**Artículo:**

+ + +

Con la desaparición de José Antonio Labordeta, la izquierda aragonesa cierra un capítulo apasionante de su historia y Aragón pierde hoy parte de la autoestima que tanto tiempo le costó conseguir. La figura de Labordeta permitió que su pequeño país fuera puesto en el mapa de la política española, lo despojó de tópicos regionalistas, del tipismo al que durante años lo condenó la visión centralista madrileña y emocionó con sus palabras, sus discursos y su guitarra a dos generaciones de aragoneses muchos de los cuales incluso le votaron por encima de siglas y convicciones.

Labordeta encarnó el paradigma de la izquierda libertaria, contradictoria en ocasiones y marcada siempre por un hálito de estigma perdedor. Pero su trayectoria política, inseparable de su condición humana, de paseante reflexivo, de maduro profesor de enseñanza media, de hombre del pueblo que alcanzó las alfombras mullidas de la Carrera de San Jerónimo, siempre fue presidida por el compromiso desprendido, la forzosa obligación de corresponder a su pueblo con el inmenso cariño que siempre le otorgó.

Su mayor virtud política fue que nunca pareció un político. Aunque quizá fuera el más político de todos los diputados. Con esta doble paradoja supo ganarse el cariño de las gentes, que se identificaban en su espontaneidad, en su sincero exabrupto, en las "expresiones castizas", como decía el presidente de la Cámara, Manuel Marín. Solo en la boca de Labordeta un insulto se convertía en una justificada expresión castiza.

Todo esto ocurrió en los últimos años de su vida, cuando el Abuelo alcanzó la edad en la que todavía se jubila todo el mundo y logró el escaño que la izquierda aragonesista había perdido tras las primeras elecciones generales. Pero su compromiso surge mucho antes, incluso antes de ser engendrado, antes de llegar al mundo en marzo de 1935, en vísperas de una guerra que robó parte del siglo XX a España y Aragón.

Provenía de una familia burguesa, liberal y progresista. Su padre, Miguel Labordeta, era el paradigma de la izquierda ilustrada y republicana que impulsó los tímidos movimientos regionalistas en Aragón, en la época de la República. Represaliado por la guerra, despojado de su cátedra de Latín y malviviendo con el colegio familiar, el Santo Tomás, por el que pasaron algunos de los más brillantes y destacados alumnos que marcarían la transición democrática años después.

Las conversaciones y tertulias fueron forjando en la adolescencia del joven cantautor una conciencia política que más tarde maduró en la Facultad de Letras de Zaragoza, en la que se licenció tras un paso fugaz por la de Derecho, más por satisfacer la voluntad del padre, fallecido en 1953, que por propia vocación. Estas continuaron durante su lectorado en Aix-en-Provence, en la Francia en guerra con Argelia y refugio de anarquistas españoles con los que compartió experiencias y anécdotas del exilio.

+ + +

**Listado extraído:**

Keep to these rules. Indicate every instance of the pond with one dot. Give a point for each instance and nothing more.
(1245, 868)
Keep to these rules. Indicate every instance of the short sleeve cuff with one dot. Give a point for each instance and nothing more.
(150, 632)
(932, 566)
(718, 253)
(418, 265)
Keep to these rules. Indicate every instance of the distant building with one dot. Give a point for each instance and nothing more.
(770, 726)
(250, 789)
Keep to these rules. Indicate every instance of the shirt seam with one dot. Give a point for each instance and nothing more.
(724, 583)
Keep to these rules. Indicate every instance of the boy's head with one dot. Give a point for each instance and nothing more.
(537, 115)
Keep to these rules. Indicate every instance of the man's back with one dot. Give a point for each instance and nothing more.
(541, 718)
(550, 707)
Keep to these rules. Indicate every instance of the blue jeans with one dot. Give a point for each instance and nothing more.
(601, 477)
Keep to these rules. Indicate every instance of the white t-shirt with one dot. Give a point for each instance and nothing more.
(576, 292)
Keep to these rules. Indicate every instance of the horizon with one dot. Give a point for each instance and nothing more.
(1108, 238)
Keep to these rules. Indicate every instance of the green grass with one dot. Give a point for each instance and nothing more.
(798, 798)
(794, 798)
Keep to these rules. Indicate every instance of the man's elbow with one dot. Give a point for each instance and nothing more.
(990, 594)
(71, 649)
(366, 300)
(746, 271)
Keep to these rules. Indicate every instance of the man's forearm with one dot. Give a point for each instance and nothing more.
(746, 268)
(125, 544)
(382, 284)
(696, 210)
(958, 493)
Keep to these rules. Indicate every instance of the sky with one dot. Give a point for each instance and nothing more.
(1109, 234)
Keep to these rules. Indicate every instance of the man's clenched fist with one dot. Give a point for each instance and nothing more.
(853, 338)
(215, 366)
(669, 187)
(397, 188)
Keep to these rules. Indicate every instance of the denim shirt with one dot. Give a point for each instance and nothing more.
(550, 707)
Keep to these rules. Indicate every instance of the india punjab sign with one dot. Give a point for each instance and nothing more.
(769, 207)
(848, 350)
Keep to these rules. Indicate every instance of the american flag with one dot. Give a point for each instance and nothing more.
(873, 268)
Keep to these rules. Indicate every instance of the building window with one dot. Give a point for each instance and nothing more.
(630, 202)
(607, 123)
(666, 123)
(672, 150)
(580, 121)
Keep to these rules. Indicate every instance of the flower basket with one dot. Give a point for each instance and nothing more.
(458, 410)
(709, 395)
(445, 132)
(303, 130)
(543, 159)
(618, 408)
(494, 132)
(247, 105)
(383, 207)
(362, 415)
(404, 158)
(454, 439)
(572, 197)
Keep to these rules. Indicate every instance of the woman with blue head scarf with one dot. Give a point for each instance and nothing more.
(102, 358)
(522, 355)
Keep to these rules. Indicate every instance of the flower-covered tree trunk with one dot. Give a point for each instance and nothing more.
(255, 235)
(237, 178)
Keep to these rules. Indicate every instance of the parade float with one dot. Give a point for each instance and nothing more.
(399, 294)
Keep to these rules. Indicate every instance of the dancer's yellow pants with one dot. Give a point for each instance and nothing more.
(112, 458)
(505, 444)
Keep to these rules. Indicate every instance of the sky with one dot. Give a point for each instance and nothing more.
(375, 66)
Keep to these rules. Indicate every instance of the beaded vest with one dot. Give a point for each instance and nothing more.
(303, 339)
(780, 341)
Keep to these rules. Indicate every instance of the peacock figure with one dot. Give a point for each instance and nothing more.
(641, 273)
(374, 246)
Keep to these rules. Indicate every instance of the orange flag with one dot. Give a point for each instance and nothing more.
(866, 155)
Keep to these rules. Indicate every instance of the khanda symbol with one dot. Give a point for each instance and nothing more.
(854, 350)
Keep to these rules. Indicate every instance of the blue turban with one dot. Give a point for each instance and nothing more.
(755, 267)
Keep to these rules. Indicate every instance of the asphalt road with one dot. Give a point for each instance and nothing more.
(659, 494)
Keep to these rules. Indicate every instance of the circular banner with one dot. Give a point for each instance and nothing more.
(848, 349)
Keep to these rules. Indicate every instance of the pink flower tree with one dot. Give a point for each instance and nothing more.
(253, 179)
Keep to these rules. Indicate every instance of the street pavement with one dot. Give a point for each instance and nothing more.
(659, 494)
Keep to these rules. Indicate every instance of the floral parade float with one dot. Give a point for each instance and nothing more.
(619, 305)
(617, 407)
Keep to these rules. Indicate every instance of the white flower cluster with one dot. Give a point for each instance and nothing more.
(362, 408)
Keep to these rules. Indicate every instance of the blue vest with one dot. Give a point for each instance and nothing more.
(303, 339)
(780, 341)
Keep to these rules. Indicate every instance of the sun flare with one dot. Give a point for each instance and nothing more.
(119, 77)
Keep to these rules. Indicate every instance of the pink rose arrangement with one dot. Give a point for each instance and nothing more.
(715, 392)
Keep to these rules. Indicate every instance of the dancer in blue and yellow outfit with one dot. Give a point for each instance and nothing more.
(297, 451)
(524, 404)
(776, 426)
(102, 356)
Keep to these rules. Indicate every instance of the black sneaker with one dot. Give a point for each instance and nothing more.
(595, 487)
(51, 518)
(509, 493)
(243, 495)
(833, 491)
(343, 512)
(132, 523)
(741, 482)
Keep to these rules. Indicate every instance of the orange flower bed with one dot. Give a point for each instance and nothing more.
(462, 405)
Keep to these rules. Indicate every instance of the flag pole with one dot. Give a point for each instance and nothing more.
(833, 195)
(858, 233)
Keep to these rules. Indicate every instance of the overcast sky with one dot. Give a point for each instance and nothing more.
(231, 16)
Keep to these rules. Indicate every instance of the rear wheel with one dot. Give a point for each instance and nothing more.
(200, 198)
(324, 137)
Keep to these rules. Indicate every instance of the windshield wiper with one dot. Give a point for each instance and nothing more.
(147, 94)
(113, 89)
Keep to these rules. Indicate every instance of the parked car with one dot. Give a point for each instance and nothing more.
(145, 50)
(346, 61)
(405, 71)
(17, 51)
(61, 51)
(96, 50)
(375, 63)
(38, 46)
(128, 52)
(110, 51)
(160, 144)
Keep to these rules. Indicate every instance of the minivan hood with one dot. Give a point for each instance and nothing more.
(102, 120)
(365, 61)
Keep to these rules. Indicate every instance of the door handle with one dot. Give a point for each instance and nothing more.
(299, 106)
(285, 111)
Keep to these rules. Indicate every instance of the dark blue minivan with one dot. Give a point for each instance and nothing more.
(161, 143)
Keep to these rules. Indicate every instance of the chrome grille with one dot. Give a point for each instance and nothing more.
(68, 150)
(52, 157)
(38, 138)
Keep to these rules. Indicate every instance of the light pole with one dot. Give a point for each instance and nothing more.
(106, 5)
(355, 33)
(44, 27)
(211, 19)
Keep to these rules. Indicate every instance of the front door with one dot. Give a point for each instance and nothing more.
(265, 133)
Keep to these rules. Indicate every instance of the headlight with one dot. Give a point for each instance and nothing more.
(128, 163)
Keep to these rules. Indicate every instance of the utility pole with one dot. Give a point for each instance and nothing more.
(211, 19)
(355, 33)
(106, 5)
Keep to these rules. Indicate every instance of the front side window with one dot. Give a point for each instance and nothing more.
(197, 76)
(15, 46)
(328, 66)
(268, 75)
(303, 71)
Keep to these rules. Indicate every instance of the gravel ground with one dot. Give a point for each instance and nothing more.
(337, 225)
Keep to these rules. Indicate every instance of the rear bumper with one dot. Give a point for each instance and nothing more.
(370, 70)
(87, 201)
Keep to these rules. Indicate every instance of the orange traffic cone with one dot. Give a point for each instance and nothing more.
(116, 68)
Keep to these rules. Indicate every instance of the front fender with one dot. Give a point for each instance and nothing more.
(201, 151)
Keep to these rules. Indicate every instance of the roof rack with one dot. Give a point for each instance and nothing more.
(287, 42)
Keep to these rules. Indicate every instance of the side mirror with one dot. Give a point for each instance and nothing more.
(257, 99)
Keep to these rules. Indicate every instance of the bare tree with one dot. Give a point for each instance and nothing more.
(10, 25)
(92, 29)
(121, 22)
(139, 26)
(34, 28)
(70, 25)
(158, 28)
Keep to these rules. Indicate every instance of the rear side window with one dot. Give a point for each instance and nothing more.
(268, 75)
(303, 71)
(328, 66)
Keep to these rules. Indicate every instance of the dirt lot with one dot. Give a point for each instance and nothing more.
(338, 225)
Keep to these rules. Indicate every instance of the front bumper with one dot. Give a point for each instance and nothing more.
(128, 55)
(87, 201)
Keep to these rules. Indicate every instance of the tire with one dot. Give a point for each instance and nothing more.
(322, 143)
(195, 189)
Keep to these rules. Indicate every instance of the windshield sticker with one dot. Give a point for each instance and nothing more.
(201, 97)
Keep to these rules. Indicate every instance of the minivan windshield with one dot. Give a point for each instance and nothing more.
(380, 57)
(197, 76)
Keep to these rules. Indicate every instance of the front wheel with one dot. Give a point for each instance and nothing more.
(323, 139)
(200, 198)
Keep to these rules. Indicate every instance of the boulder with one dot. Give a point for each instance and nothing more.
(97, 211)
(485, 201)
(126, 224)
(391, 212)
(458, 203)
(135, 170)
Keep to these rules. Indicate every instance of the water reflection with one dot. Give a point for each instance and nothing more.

+ + +

**Qué hacer:** Reproduce sin cambios el pasaje del artículo sobre José Antonio Labordeta que va desde "Labordeta encarnó el" hasta "siempre le otorgó.".

**Solución:**
Labordeta encarnó el paradigma de la izquierda libertaria, contradictoria en ocasiones y marcada siempre por un hálito de estigma perdedor. Pero su trayectoria política, inseparable de su condición humana, de paseante reflexivo, de maduro profesor de enseñanza media, de hombre del pueblo que alcanzó las alfombras mullidas de la Carrera de San Jerónimo, siempre fue presidida por el compromiso desprendido, la forzosa obligación de corresponder a su pueblo con el inmenso cariño que siempre le otorgó.